## Exercise requirements
All of the data below should be printed again exactly, pictures excluded.

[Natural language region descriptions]
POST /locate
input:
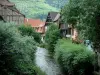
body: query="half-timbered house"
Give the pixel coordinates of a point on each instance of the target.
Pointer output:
(9, 13)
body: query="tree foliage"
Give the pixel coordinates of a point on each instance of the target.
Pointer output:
(84, 15)
(74, 59)
(16, 52)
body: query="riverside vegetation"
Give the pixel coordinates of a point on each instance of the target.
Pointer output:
(74, 59)
(17, 52)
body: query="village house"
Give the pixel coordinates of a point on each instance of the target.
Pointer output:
(37, 24)
(52, 17)
(9, 13)
(65, 29)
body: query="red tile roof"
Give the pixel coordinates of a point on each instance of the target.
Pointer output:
(35, 22)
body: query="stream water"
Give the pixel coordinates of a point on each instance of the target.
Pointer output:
(46, 64)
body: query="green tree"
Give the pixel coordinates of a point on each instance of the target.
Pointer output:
(84, 15)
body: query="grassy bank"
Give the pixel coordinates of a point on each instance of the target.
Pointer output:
(74, 59)
(17, 52)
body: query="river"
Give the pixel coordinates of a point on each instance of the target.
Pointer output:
(46, 64)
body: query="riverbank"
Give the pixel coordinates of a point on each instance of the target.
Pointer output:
(46, 64)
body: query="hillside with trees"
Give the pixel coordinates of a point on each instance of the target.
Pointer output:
(37, 8)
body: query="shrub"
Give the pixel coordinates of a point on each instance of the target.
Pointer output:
(51, 37)
(74, 59)
(16, 52)
(29, 31)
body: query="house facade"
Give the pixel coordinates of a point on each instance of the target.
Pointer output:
(37, 24)
(52, 17)
(9, 13)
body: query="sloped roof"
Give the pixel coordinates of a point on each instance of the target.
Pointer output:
(54, 16)
(6, 3)
(35, 22)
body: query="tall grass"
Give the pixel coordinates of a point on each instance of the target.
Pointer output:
(74, 59)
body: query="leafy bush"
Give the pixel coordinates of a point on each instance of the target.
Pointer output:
(16, 52)
(51, 37)
(74, 59)
(29, 31)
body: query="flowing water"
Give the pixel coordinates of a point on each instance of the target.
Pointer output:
(48, 65)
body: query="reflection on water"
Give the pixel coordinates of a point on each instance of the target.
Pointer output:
(46, 64)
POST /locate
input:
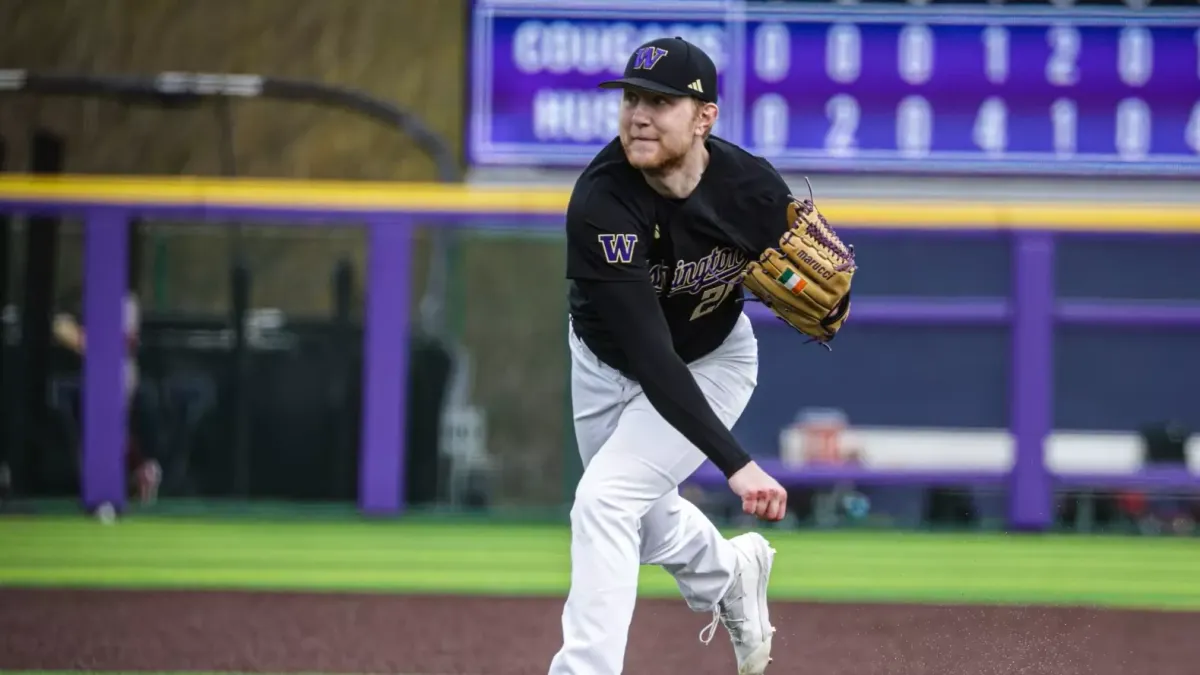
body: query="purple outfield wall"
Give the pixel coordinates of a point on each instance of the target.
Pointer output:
(390, 213)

## Reply
POST /locate
input:
body: query="half-timbered house"
Give the pixel coordinates of a point on each instance of the target.
Pointer output:
(9, 13)
body: query="tree foliage"
Give the pixel coordinates of a point on each instance of the target.
Pointer output:
(84, 15)
(74, 59)
(16, 52)
body: query="riverside vegetation"
Give the pixel coordinates of a point on each instance of the target.
Pointer output:
(74, 59)
(17, 52)
body: query="village house"
Give the pixel coordinates of a point on each instance of the target.
Pointer output:
(37, 24)
(52, 17)
(9, 13)
(65, 29)
body: query="red tile roof"
Give the pixel coordinates of a point on each instance of the target.
Pointer output:
(35, 22)
body: query="stream water"
Give the pixel coordinates of a point on each instance of the target.
Pointer output:
(46, 64)
body: query="green tree"
Give the pixel coordinates of a point on each instance of the target.
Pointer output:
(84, 15)
body: query="grassy bank"
Give the pixel coordinates of a point on each instance of the target.
Pointer output:
(74, 59)
(17, 52)
body: query="river"
Give the pixel coordinates of a point on each instance of the target.
Pointer output:
(46, 64)
body: query="riverbank"
Give the pixel coordinates of a point on each instance of the target.
Pointer output:
(46, 64)
body: query="hillside with trees"
Give the pixel coordinates of a point on each instance of the target.
Pointer output:
(37, 8)
body: query="shrub"
Give the pixel coordinates of a point on each instance of the target.
Pointer output:
(51, 37)
(74, 59)
(16, 52)
(29, 31)
body: query="house facade"
Give the pixel coordinates of a point on each instance of the target.
Pointer output:
(37, 24)
(52, 17)
(9, 13)
body: query="sloped roof"
Give the pixel coordinates of a point on each instance of the target.
Pointer output:
(54, 16)
(6, 3)
(35, 22)
body: query="tall grass"
Give the pixel coordinates of a point on each instance of the target.
Pointer output:
(74, 59)
body: query="leafy bush"
Give the pixel coordinates of a point on each instance of the target.
Pointer output:
(16, 52)
(51, 37)
(74, 59)
(29, 31)
body: query="flowing water"
Give the pixel coordinates of a point on each instance of the target.
Pointer output:
(48, 65)
body: query="reflection on water"
Give the pixel coordinates of a point on each instance of the target.
Pointer output:
(46, 64)
POST /locate
input:
body: query="purple outfield wall"
Give the pixel coordinates of a point on each instance of the target.
Pointer output:
(390, 213)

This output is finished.